---------- MATERIAL FOR THE TASK
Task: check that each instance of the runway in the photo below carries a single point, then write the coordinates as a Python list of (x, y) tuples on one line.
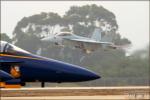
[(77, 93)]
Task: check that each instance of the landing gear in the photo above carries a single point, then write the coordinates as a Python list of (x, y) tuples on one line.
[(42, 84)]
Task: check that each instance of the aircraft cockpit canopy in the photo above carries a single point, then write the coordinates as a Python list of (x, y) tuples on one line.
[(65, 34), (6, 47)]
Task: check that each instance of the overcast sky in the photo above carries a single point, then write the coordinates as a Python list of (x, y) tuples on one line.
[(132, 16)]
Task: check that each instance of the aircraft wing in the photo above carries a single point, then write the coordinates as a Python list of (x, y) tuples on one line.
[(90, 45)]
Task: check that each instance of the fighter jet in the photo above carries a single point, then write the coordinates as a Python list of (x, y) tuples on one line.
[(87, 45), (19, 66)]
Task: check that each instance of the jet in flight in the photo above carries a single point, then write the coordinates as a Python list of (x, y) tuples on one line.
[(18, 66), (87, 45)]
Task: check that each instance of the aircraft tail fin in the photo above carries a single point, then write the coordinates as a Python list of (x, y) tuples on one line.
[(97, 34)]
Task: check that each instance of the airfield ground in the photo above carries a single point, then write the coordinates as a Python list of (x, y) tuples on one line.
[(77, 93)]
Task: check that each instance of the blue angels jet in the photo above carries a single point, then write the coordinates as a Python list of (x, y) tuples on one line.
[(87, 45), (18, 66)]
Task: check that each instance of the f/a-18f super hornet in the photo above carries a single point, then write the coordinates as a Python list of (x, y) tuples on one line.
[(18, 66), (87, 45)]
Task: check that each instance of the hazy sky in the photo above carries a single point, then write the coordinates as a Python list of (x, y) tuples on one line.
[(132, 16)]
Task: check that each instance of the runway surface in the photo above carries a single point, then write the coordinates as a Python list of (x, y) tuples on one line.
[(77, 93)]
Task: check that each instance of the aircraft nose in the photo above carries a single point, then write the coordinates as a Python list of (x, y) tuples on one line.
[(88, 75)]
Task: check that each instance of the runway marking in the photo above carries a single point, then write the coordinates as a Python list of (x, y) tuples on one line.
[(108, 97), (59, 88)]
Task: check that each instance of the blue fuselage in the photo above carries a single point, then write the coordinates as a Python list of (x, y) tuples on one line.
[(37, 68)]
--------------------
---------- MATERIAL FOR THE TASK
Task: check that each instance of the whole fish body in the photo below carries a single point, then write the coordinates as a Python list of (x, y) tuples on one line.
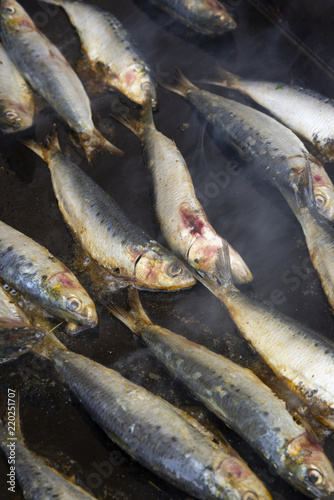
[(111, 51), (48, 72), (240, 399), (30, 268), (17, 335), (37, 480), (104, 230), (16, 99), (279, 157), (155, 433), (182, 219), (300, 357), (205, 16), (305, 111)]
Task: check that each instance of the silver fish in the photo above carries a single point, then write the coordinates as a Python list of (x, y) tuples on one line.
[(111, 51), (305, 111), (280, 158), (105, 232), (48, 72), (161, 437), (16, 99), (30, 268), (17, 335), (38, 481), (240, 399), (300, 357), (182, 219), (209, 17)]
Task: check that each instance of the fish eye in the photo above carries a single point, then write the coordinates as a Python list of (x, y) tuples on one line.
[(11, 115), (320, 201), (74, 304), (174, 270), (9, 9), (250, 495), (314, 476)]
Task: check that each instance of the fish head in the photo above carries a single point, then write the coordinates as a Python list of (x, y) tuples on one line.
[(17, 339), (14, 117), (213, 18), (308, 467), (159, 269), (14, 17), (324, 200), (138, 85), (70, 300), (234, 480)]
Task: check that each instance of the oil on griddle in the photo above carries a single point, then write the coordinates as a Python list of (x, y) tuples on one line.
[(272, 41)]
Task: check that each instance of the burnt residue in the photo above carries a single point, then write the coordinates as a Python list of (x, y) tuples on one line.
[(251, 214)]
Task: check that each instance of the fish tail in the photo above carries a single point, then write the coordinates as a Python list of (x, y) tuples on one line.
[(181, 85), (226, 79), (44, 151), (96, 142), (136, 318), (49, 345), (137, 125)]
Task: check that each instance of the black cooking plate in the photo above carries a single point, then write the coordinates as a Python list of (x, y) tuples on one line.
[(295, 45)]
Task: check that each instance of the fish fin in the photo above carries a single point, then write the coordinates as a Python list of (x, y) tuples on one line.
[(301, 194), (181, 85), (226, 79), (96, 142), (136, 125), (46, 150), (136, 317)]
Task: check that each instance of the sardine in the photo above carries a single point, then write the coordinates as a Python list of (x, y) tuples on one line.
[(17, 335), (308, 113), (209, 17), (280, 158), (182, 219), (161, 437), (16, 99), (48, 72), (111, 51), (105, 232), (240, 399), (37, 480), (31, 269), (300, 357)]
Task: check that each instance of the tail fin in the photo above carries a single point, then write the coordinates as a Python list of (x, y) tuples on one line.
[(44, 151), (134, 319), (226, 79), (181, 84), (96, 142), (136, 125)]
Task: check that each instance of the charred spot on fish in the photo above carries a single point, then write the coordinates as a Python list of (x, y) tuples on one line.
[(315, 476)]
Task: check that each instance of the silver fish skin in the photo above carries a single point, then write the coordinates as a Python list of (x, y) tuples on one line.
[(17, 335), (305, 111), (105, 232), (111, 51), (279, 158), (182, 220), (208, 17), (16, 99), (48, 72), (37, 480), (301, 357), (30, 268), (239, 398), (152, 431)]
--------------------
---------- MATERIAL FOR THE TASK
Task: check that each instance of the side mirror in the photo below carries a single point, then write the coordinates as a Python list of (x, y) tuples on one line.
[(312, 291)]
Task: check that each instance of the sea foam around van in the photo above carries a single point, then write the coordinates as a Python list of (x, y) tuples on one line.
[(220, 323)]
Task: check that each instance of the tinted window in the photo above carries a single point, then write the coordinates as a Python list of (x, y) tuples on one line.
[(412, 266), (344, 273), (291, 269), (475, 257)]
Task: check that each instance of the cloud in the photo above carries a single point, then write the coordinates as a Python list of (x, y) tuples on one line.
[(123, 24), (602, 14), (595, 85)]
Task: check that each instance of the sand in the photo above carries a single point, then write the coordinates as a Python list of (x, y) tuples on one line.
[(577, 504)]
--------------------
> _TASK INSTRUCTIONS_
Rewrite the records from the line containing "Task: check that each instance of the whole" down to the line containing "[(251, 214)]", with "griddle" changed to "frying pan" and nothing else altered. Omit the pictures.

> _OUTPUT OF THE EXERCISE_
Task: check that each instance of the whole fish body in the photo below carries a single point, then write the coordinates as a Python list of (x, y) tuples on one line.
[(111, 51), (48, 72), (240, 399), (30, 268), (17, 335), (37, 480), (104, 230), (16, 99), (279, 157), (155, 433), (182, 219), (300, 357), (205, 16), (305, 111)]
Task: check that each instance of the silver fish in the photo above carries a single point, then write the coordinates as a Python list of (x, y) tuples on one line.
[(111, 51), (305, 111), (280, 158), (105, 232), (48, 72), (161, 437), (16, 99), (30, 268), (17, 335), (38, 481), (240, 399), (300, 357), (182, 219), (209, 17)]
Task: check that each instance of the fish eye in the photo above carries a single point, then write the coordinates as a Python list of (x, y) tuples on one line.
[(11, 115), (320, 201), (74, 304), (174, 270), (9, 9), (250, 495), (314, 476)]
Task: check that each instance of the fish head in the photo above carries a single point, then write the coordinates as a Python list of (x, y) tuples on one line.
[(17, 339), (14, 117), (213, 18), (308, 467), (159, 269), (14, 17), (324, 200), (138, 85), (70, 300), (234, 480)]
Task: check that each instance of the oil on frying pan in the photo above carries a single point, then write the coordinates as a Python list of (x, y) tuples on one line.
[(272, 41)]
Task: check that each instance of the burnt residue in the photo above carries a single point, then write the coordinates as a Python list of (x, y) tuples on one line.
[(251, 214)]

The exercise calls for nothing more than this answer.